Records.
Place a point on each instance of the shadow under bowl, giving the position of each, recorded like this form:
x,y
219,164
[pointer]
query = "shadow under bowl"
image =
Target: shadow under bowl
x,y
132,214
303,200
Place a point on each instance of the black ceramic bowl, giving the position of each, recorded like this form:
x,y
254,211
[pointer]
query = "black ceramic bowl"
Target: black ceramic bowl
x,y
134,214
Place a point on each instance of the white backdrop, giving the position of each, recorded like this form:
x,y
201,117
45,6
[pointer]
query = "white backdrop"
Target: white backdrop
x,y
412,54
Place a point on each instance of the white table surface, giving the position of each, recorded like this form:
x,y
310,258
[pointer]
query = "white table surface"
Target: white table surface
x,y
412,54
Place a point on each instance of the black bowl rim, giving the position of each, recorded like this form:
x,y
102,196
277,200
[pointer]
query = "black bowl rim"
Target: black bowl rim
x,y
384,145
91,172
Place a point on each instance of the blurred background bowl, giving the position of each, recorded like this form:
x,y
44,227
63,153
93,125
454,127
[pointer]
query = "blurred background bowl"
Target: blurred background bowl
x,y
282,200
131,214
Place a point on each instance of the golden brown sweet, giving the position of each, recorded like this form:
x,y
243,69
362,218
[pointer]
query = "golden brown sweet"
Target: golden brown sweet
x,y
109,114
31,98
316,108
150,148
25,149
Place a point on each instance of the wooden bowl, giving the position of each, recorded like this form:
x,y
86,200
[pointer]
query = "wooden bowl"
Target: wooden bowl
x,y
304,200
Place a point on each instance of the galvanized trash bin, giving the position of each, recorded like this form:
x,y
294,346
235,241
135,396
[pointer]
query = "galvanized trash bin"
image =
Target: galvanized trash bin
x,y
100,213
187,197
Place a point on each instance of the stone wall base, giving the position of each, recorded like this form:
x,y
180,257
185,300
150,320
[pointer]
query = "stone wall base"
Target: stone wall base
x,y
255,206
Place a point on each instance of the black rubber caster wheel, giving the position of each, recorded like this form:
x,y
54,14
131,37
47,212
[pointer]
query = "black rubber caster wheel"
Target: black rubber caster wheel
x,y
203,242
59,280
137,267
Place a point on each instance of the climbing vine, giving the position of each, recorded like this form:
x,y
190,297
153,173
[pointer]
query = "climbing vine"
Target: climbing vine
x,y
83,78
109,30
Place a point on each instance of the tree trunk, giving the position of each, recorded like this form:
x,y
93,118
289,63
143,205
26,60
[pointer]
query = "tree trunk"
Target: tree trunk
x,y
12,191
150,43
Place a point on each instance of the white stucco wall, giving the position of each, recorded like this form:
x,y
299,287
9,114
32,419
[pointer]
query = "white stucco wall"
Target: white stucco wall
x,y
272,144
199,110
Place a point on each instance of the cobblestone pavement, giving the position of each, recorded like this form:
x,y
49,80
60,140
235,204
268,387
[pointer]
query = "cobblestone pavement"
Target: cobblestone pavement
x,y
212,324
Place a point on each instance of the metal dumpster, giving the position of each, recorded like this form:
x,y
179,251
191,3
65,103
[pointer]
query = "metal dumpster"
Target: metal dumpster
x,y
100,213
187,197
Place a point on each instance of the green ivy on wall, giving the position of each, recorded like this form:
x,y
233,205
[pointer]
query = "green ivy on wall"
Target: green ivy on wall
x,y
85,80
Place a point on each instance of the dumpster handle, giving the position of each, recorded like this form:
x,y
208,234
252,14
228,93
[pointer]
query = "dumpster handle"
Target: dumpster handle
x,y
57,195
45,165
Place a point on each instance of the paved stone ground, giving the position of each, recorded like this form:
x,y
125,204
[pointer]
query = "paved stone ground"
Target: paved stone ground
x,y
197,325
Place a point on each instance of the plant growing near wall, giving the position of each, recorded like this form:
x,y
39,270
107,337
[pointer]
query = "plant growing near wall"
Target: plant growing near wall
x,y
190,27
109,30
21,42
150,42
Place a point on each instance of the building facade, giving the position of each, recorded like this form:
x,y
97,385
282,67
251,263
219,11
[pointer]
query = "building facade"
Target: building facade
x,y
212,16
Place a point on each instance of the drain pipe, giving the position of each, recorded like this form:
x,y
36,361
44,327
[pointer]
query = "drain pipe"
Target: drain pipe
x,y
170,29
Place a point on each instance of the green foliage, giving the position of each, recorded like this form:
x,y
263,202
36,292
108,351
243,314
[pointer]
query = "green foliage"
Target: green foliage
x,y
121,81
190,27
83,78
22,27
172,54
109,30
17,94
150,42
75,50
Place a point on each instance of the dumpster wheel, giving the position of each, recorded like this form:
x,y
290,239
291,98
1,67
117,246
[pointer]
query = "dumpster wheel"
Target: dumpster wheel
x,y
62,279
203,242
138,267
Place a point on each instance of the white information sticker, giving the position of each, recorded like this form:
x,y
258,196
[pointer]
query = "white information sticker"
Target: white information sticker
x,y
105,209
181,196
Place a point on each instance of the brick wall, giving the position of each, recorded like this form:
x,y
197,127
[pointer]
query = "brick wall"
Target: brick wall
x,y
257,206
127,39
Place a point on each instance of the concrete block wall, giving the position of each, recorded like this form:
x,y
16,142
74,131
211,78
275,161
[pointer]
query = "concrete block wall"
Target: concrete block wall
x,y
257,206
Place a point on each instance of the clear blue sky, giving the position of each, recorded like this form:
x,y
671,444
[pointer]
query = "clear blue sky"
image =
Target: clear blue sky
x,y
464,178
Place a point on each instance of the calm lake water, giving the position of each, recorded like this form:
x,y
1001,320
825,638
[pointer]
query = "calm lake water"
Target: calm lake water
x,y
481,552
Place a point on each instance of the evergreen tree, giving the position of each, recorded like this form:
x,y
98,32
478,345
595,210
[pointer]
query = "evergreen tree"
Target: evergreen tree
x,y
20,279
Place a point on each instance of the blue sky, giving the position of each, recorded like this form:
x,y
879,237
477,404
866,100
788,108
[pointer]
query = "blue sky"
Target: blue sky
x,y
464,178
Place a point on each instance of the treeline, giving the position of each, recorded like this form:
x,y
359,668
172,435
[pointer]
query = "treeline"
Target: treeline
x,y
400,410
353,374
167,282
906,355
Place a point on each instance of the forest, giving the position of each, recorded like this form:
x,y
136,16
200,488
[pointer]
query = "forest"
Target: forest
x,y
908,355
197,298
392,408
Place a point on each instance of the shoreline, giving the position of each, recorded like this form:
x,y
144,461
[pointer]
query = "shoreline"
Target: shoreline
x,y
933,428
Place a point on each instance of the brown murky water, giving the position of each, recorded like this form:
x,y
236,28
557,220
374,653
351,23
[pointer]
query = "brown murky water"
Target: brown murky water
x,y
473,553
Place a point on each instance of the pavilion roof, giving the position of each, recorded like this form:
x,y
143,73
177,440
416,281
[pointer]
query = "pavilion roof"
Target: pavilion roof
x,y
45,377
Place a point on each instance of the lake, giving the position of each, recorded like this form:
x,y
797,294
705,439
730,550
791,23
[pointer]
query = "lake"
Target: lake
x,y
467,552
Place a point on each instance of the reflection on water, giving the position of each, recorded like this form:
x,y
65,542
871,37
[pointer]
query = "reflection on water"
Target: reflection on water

Goal of the exercise. The answer is the full set of records above, repeated exactly.

Your response.
Place a point on each instance of the shadow under bowl, giving the position of each, recorded like this form:
x,y
219,164
[pointer]
query = "shadow under bowl"
image =
Target: shadow under bowl
x,y
132,214
303,200
Place a point on each instance of the black ceramic bowl, giving the position of each, recorded like this form:
x,y
254,211
[pointer]
query = "black ceramic bowl"
Target: black ceramic bowl
x,y
134,214
Place a point on each instance of the white backdrop, giving the position of each, recorded like this form:
x,y
201,117
45,6
[pointer]
query = "white backdrop"
Target: white backdrop
x,y
412,54
Place a point on each instance of the white table surface, giving the position of each, recorded like this form:
x,y
310,258
[pointer]
query = "white table surface"
Target: white table surface
x,y
412,54
Place a point on each instance of the black bowl rim, giving the position of each, recorded like this form:
x,y
102,196
277,200
[pointer]
query = "black bowl rim"
Target: black bowl rim
x,y
384,145
91,172
Place a point on each instance of the blurred background bowl, giving the position of each, recorded like this form:
x,y
44,227
63,153
93,125
454,127
[pointer]
query = "blurred background bowl"
Target: blurred background bowl
x,y
282,200
131,214
Place a point on each instance of the golden brown sweet, giving the position of each, recorded like this form:
x,y
243,69
362,218
[pointer]
query = "golden brown sweet"
Target: golden brown sweet
x,y
109,114
31,98
316,108
150,148
25,149
Place a point on each instance of the wooden bowl, giving the position of each, recorded like this form:
x,y
86,200
[pointer]
query = "wooden bowl"
Target: wooden bowl
x,y
304,200
Place a point on each instance of the galvanized trash bin, giving the position of each, recorded like this form:
x,y
294,346
235,241
135,396
[pointer]
query = "galvanized trash bin"
image =
Target: galvanized trash bin
x,y
100,213
187,197
Place a point on each instance of the stone wall base, giving the position of each, recorded like this form:
x,y
180,257
185,300
150,320
[pointer]
query = "stone wall base"
Target: stone wall base
x,y
255,206
Place a point on each instance of the black rubber caster wheel, giving the position of each, recorded like this form:
x,y
54,14
131,37
47,212
[pointer]
query = "black rubber caster wheel"
Target: black rubber caster wheel
x,y
203,242
59,280
137,267
Place a point on each instance of the climbing vine, giving the position of each, recorded like this form:
x,y
190,297
153,173
[pointer]
query = "climbing vine"
Target: climbing vine
x,y
83,78
109,30
Place a point on each instance of the tree trunk, giving the position of each, recorded like this form:
x,y
93,118
289,63
143,205
26,60
[pointer]
query = "tree trunk"
Target: tree trunk
x,y
12,191
150,43
Place a point on each instance of the white stucco wall, giving the position of each, recorded like this form:
x,y
299,287
9,114
32,419
[pointer]
query = "white stucco wall"
Target: white stucco wall
x,y
272,144
199,110
Place a point on each instance of the cobblestone pavement, giving the position of each, recorded like this form:
x,y
49,80
60,140
235,204
268,387
[pointer]
query = "cobblestone pavement"
Target: cobblestone pavement
x,y
212,324
Place a point on each instance of the metal dumpster, giving the position of each, recorded like this form:
x,y
179,251
191,3
65,103
[pointer]
query = "metal dumpster"
Target: metal dumpster
x,y
100,213
187,197
Place a point on each instance of the green ivy on wall, giving the position of each, recorded like this form:
x,y
233,205
[pointer]
query = "green ivy on wall"
Target: green ivy on wall
x,y
85,80
Place a point on each instance of the dumpster handle, giving the position of each, recorded like this form:
x,y
208,234
252,14
228,93
[pointer]
query = "dumpster handle"
Target: dumpster handle
x,y
57,195
45,165
Place a point on each instance of the paved stone ground, giving the position of each, recorded like this form:
x,y
125,204
[pointer]
query = "paved stone ground"
Target: paved stone ground
x,y
197,325
Place a point on each instance of the plant growing near wall, giving the position of each, recorded like this form:
x,y
39,270
107,337
[pointer]
query = "plant growing near wall"
Target: plant growing near wall
x,y
190,27
109,30
21,42
150,42
Place a point on each instance of the building facade, giving the position of each, recorded like this form:
x,y
97,385
282,67
251,263
219,11
[pointer]
query = "building facade"
Target: building facade
x,y
212,16
Place a point on each instance of the drain pipe, giving the position of each, recorded like this form:
x,y
36,361
44,327
[pointer]
query = "drain pipe"
Target: drain pipe
x,y
170,29
Place a point on each instance of the green foliage, giving the position of each, recorded like this form:
x,y
263,202
36,292
108,351
243,314
[pointer]
query = "green foliage"
Target: green foliage
x,y
121,81
190,27
83,78
22,27
172,54
109,30
17,94
150,42
75,50
Place a point on each instance of the dumpster wheel, giving the position of each, recorded like this form:
x,y
290,239
291,98
1,67
117,246
[pointer]
query = "dumpster wheel"
Target: dumpster wheel
x,y
62,279
203,242
138,267
Place a point on each instance of the white information sticker, giving the position of each, recorded like this form:
x,y
258,196
[pointer]
query = "white information sticker"
Target: white information sticker
x,y
105,209
181,196
Place a point on each instance of the brick wall, giving the position of each, recorded like this form:
x,y
197,127
[pointer]
query = "brick wall"
Target: brick wall
x,y
257,206
127,39
Place a point on each instance of the concrete block wall, giving the position of each, recorded like this form:
x,y
16,142
74,131
211,78
275,161
[pointer]
query = "concrete block wall"
Target: concrete block wall
x,y
257,206
Place a point on each instance of the clear blue sky, giving the position of each, recorded like this form:
x,y
671,444
[pointer]
query = "clear blue sky"
image =
Target: clear blue sky
x,y
464,178
Place a point on each instance of the calm lake water, giving the position of each, recorded like this form:
x,y
1001,320
825,638
[pointer]
query = "calm lake water"
Target: calm lake water
x,y
481,552
Place a point on each instance of the evergreen tree, giving the position of each, recorded like this form:
x,y
98,32
478,345
595,210
[pointer]
query = "evergreen tree"
Target: evergreen tree
x,y
20,279
Place a point on each instance of the blue sky, giving the position of each, recorded like this form:
x,y
879,237
477,404
866,100
788,108
[pointer]
query = "blue sky"
Target: blue sky
x,y
464,178
Place a point on each instance of the treeline, giving the position of each, recorded like this form:
x,y
359,668
172,435
[pointer]
query = "treeline"
Target: treeline
x,y
400,410
353,374
167,282
906,355
Place a point on each instance of the forest, giving the position of each, recorded like this form:
x,y
136,16
200,488
[pointer]
query = "forest"
Target: forest
x,y
908,355
197,298
392,408
Place a point on each instance of the shoreline, giving the position of each, recorded like this form:
x,y
144,461
[pointer]
query = "shoreline"
Target: shoreline
x,y
933,428
Place a point on each instance of the brown murky water, giving the position of each, recorded like this form:
x,y
236,28
557,220
374,653
351,23
[pointer]
query = "brown murky water"
Target: brown murky water
x,y
473,553
Place a point on each instance of the pavilion roof, giving the position of each, recorded like this form:
x,y
143,73
177,440
416,281
[pointer]
query = "pavilion roof"
Target: pavilion roof
x,y
45,377
Place a point on each instance of the lake, giving the position of each, recorded like this form:
x,y
797,294
705,439
730,550
791,23
[pointer]
query = "lake"
Target: lake
x,y
467,552
Place a point on each instance of the reflection on water, giving the position of each, recorded like this form:
x,y
65,542
871,37
[pointer]
query = "reflection on water"
Target: reflection on water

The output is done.